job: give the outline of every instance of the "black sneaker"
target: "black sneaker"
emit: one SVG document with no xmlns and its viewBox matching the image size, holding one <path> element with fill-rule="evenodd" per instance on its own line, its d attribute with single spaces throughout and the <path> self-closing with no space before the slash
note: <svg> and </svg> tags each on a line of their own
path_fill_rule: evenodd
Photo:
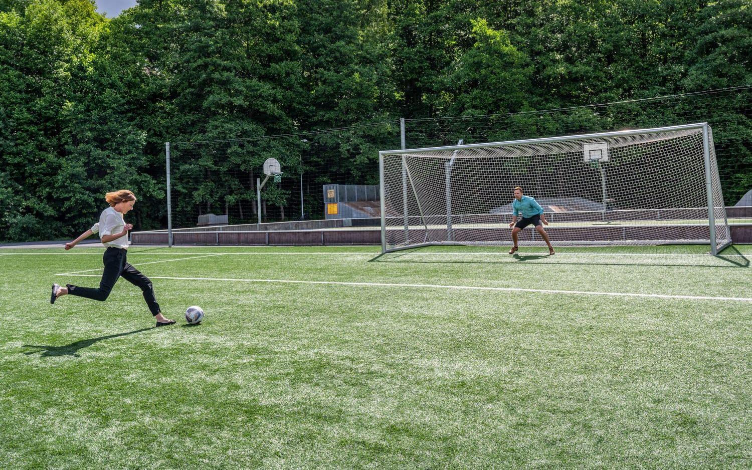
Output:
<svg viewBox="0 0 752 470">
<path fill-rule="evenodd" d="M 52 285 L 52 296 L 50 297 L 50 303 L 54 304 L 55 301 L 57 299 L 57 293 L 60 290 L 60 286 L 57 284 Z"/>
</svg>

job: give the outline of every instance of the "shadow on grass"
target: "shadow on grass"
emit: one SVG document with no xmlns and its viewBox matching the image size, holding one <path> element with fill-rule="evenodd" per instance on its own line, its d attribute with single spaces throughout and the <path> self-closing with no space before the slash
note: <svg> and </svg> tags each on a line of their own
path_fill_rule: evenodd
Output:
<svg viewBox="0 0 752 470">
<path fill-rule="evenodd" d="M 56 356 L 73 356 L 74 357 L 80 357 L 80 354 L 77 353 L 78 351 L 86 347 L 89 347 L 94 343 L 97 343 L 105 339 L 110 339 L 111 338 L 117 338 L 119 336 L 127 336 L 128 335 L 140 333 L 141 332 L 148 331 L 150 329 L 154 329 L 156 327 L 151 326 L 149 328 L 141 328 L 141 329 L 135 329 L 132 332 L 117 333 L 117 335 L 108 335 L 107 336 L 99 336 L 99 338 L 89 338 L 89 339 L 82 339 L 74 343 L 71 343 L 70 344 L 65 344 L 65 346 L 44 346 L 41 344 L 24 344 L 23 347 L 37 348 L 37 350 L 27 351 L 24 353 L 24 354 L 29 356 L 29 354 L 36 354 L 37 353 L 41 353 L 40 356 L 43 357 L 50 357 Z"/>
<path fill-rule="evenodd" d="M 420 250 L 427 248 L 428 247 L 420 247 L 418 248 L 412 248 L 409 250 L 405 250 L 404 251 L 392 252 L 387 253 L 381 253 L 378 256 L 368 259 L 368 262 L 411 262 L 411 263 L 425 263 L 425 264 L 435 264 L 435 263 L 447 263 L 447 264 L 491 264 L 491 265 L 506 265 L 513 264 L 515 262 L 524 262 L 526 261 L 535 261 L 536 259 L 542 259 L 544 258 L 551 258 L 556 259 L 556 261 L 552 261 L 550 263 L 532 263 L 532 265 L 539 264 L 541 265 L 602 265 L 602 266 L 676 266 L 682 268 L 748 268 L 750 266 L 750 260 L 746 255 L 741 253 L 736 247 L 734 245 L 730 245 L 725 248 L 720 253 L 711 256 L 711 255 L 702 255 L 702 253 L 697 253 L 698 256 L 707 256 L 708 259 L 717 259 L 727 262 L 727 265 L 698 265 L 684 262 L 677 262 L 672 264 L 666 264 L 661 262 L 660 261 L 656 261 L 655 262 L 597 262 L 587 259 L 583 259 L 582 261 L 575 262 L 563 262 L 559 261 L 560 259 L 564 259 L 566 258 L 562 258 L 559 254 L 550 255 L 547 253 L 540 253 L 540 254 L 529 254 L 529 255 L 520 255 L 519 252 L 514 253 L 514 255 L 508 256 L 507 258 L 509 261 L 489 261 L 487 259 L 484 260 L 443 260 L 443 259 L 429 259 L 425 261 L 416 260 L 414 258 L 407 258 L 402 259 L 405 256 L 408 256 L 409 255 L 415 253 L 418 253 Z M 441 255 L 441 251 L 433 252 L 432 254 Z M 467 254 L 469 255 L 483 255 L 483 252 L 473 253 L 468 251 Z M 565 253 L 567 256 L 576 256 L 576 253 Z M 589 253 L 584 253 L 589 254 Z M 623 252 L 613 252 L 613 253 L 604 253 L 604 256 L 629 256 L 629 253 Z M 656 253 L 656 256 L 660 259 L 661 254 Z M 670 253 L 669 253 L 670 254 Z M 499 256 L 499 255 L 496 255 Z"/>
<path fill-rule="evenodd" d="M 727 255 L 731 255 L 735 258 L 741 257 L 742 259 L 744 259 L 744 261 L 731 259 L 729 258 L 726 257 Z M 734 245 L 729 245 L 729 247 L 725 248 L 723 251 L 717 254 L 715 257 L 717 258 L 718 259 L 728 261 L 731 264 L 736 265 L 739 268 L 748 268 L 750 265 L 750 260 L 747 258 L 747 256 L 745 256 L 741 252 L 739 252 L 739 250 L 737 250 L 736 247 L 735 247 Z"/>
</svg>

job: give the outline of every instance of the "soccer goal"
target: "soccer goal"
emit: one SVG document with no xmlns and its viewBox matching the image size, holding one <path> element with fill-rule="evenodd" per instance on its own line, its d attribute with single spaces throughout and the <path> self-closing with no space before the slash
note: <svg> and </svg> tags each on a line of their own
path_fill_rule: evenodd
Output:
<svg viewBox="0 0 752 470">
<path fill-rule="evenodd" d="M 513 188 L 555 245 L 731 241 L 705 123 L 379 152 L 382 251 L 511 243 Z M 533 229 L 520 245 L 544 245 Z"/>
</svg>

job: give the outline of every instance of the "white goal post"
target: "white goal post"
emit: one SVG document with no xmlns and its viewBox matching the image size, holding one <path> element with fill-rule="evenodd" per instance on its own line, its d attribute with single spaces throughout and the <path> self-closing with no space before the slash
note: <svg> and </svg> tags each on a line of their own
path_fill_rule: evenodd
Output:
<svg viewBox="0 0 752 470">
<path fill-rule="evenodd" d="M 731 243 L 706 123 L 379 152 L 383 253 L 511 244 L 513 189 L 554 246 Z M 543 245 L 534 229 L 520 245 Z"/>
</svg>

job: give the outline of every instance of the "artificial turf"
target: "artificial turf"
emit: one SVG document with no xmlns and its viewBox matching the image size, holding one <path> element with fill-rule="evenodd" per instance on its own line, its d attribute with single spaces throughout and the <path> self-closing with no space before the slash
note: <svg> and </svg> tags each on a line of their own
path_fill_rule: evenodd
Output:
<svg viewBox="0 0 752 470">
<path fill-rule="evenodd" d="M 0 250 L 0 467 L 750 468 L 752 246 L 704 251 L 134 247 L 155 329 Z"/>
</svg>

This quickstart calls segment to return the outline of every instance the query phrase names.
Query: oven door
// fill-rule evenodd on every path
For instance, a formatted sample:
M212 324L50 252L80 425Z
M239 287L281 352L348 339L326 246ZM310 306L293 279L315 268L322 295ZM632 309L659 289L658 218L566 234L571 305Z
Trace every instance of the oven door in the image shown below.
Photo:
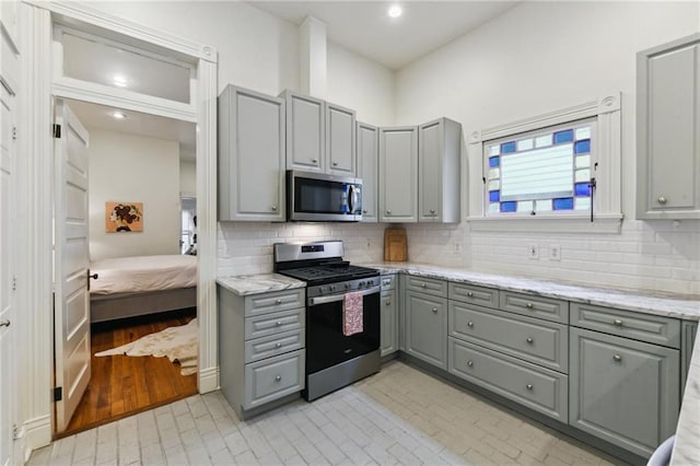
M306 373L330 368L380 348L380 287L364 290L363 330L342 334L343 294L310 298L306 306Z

= = = =

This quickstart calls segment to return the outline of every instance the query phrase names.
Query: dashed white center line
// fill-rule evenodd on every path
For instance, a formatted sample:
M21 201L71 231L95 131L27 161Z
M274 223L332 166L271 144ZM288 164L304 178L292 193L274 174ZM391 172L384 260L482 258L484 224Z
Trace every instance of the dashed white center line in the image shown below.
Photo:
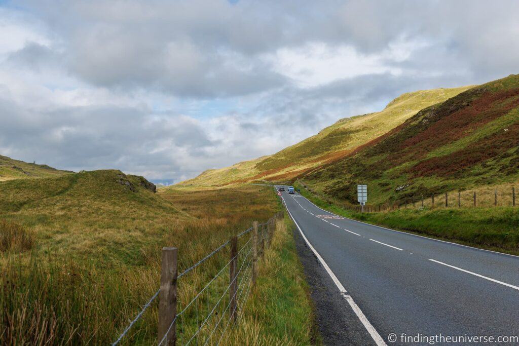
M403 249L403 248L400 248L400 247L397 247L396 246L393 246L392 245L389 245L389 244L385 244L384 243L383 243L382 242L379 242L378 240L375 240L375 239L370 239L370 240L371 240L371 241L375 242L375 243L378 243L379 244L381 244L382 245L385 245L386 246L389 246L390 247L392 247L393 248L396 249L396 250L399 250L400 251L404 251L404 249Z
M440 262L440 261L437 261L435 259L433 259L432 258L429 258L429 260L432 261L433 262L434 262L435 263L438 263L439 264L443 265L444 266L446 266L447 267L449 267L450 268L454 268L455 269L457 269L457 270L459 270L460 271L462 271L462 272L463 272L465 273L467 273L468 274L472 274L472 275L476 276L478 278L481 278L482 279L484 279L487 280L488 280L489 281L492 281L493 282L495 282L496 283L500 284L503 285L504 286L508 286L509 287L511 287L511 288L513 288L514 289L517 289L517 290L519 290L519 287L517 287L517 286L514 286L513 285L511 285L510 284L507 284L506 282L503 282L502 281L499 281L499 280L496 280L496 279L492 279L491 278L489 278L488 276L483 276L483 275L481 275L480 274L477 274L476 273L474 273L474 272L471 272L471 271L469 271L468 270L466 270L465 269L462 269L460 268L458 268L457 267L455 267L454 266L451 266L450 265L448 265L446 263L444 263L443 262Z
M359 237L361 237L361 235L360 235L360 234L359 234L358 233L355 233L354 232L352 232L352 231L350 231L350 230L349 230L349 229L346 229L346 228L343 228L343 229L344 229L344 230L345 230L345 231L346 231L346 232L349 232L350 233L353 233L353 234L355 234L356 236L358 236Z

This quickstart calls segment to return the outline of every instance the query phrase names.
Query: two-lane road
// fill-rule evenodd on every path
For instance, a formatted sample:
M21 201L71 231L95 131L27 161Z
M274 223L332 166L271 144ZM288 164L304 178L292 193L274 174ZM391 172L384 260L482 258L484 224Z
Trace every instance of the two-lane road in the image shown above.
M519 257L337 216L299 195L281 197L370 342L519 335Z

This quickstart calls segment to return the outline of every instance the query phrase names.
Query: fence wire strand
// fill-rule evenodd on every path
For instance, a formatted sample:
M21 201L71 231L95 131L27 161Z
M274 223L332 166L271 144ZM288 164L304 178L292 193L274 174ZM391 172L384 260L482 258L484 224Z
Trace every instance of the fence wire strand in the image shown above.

= = = =

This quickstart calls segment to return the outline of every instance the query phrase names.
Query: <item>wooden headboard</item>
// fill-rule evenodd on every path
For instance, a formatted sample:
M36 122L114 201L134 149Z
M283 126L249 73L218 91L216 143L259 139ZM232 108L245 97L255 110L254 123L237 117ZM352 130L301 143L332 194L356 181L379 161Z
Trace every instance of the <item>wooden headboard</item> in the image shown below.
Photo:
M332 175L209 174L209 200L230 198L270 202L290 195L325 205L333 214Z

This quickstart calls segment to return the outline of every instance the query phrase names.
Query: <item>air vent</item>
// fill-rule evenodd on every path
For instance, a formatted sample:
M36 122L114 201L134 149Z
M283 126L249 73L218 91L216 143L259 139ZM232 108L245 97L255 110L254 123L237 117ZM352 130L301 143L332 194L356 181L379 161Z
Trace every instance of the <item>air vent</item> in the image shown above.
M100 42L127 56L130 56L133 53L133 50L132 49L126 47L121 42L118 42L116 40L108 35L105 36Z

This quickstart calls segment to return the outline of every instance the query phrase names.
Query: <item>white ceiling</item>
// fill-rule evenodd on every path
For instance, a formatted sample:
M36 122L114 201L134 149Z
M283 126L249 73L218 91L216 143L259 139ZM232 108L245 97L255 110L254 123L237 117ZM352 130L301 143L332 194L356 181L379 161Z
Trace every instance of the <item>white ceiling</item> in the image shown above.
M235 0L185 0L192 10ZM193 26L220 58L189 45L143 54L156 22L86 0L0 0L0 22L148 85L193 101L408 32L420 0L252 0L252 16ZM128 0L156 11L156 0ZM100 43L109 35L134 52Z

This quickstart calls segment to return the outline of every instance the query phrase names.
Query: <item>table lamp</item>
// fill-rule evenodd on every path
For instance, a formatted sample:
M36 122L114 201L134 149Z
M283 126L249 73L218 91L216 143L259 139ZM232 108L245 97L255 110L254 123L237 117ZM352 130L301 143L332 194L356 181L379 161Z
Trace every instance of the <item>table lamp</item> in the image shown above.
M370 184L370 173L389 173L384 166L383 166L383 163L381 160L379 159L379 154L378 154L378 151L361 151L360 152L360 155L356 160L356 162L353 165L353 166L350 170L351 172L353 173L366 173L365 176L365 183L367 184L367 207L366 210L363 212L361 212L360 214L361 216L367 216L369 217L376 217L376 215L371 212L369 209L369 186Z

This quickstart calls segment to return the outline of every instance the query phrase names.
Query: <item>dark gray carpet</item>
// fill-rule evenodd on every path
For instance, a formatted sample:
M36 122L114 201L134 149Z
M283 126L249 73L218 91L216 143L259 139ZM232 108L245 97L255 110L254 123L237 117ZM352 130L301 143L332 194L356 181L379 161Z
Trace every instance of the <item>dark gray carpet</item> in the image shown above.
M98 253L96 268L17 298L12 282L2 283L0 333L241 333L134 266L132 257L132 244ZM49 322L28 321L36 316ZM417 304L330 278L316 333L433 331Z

= = = =

__Aim__: Return every line from the records above that contains the string "lamp". Treat uppercase and lowercase as different.

__Exercise output__:
Query: <item>table lamp</item>
Trace every instance of the <item>table lamp</item> in the image shown above.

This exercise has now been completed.